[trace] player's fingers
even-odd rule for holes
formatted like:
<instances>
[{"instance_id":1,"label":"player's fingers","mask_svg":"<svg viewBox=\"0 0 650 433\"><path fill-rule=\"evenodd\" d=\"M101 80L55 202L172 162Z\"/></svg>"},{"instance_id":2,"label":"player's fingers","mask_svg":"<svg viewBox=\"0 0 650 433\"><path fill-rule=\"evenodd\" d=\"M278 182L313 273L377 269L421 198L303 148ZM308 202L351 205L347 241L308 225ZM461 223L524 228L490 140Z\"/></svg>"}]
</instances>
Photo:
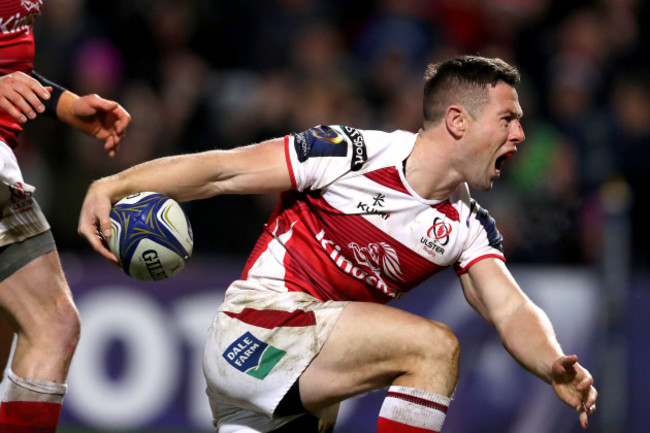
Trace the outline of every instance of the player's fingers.
<instances>
[{"instance_id":1,"label":"player's fingers","mask_svg":"<svg viewBox=\"0 0 650 433\"><path fill-rule=\"evenodd\" d=\"M585 408L589 415L596 411L596 400L598 399L598 391L593 386L589 388L587 397L585 398Z\"/></svg>"},{"instance_id":2,"label":"player's fingers","mask_svg":"<svg viewBox=\"0 0 650 433\"><path fill-rule=\"evenodd\" d=\"M582 426L582 428L589 427L589 416L587 415L586 411L584 410L581 411L579 418L580 418L580 425Z\"/></svg>"},{"instance_id":3,"label":"player's fingers","mask_svg":"<svg viewBox=\"0 0 650 433\"><path fill-rule=\"evenodd\" d=\"M560 358L560 364L564 368L571 368L576 362L578 362L578 355L567 355Z\"/></svg>"},{"instance_id":4,"label":"player's fingers","mask_svg":"<svg viewBox=\"0 0 650 433\"><path fill-rule=\"evenodd\" d=\"M113 111L119 105L117 102L109 101L108 99L104 99L97 94L87 95L86 98L88 105L92 106L96 110Z\"/></svg>"},{"instance_id":5,"label":"player's fingers","mask_svg":"<svg viewBox=\"0 0 650 433\"><path fill-rule=\"evenodd\" d=\"M0 98L0 108L7 112L17 122L27 122L27 117L14 104L6 98Z\"/></svg>"}]
</instances>

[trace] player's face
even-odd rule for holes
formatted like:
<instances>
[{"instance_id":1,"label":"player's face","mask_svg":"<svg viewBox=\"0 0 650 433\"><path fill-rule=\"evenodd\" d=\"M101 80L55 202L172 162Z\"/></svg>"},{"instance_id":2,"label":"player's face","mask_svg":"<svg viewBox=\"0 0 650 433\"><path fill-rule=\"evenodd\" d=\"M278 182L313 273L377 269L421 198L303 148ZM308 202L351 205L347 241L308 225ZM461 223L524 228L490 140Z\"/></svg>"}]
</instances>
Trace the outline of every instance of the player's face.
<instances>
[{"instance_id":1,"label":"player's face","mask_svg":"<svg viewBox=\"0 0 650 433\"><path fill-rule=\"evenodd\" d=\"M488 103L468 129L471 167L467 180L481 190L492 187L492 181L501 176L503 162L514 155L525 138L517 91L500 82L489 87L488 93Z\"/></svg>"}]
</instances>

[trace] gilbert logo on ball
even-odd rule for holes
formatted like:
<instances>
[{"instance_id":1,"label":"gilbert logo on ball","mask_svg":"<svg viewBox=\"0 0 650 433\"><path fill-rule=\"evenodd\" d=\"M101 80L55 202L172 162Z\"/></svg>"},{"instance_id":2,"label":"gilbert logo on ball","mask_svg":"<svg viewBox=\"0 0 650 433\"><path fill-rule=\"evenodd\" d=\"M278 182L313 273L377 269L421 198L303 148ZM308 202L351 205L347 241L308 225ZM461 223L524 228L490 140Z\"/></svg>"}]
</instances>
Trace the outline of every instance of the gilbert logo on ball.
<instances>
[{"instance_id":1,"label":"gilbert logo on ball","mask_svg":"<svg viewBox=\"0 0 650 433\"><path fill-rule=\"evenodd\" d=\"M192 227L180 205L164 194L139 192L111 209L108 246L124 272L142 281L169 278L192 255Z\"/></svg>"}]
</instances>

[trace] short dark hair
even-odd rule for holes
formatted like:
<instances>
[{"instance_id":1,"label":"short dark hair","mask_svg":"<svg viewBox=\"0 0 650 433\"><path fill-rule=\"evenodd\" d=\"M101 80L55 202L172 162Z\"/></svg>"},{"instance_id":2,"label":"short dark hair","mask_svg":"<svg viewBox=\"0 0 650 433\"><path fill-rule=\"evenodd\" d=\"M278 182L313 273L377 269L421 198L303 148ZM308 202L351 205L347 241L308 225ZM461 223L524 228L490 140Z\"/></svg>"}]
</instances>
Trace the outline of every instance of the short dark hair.
<instances>
[{"instance_id":1,"label":"short dark hair","mask_svg":"<svg viewBox=\"0 0 650 433\"><path fill-rule=\"evenodd\" d=\"M424 74L424 126L438 123L447 107L458 104L476 117L488 102L488 85L517 87L519 71L499 58L459 56L427 66Z\"/></svg>"}]
</instances>

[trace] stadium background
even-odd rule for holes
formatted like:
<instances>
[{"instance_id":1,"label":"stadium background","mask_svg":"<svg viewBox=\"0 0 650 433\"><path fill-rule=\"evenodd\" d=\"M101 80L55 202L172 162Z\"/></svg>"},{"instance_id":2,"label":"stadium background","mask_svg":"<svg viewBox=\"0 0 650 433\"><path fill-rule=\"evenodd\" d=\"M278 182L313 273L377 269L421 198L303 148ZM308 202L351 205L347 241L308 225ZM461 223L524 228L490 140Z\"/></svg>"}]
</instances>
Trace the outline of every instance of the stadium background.
<instances>
[{"instance_id":1,"label":"stadium background","mask_svg":"<svg viewBox=\"0 0 650 433\"><path fill-rule=\"evenodd\" d=\"M649 10L642 0L46 1L36 69L133 115L113 160L49 119L27 125L17 152L84 322L61 431L209 430L197 350L275 204L274 196L187 204L195 258L178 279L138 285L76 234L93 179L319 123L416 131L424 66L460 53L499 56L522 73L527 141L492 192L476 197L497 220L524 289L596 376L591 430L646 431ZM579 431L458 293L449 273L403 304L450 323L461 339L446 431ZM380 400L353 400L337 431L373 431Z\"/></svg>"}]
</instances>

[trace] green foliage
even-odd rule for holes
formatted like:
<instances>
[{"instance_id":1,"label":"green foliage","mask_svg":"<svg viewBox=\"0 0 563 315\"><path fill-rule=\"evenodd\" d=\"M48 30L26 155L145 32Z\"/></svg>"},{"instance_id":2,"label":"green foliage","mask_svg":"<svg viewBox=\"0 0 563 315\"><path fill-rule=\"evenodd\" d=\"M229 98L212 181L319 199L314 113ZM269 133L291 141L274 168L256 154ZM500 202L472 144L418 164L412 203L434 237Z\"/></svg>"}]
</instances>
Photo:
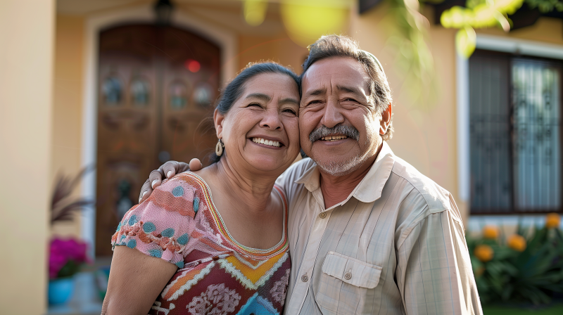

_Goal_: List every line above that contains the word "dark", reproducing each one in full. Case counts.

_Answer to this problem_:
[trace] short dark hair
[{"instance_id":1,"label":"short dark hair","mask_svg":"<svg viewBox=\"0 0 650 433\"><path fill-rule=\"evenodd\" d=\"M101 80L55 202L172 162Z\"/></svg>"},{"instance_id":2,"label":"short dark hair","mask_svg":"<svg viewBox=\"0 0 650 433\"><path fill-rule=\"evenodd\" d=\"M278 182L313 273L377 269L421 198L303 148ZM308 202L351 205L347 241L308 225ZM461 223L524 228L490 140Z\"/></svg>"}]
Trace the outline of every instance of the short dark hair.
[{"instance_id":1,"label":"short dark hair","mask_svg":"<svg viewBox=\"0 0 650 433\"><path fill-rule=\"evenodd\" d=\"M424 74L424 126L438 123L447 107L458 104L476 117L488 102L488 85L517 87L519 71L499 58L459 56L427 66Z\"/></svg>"}]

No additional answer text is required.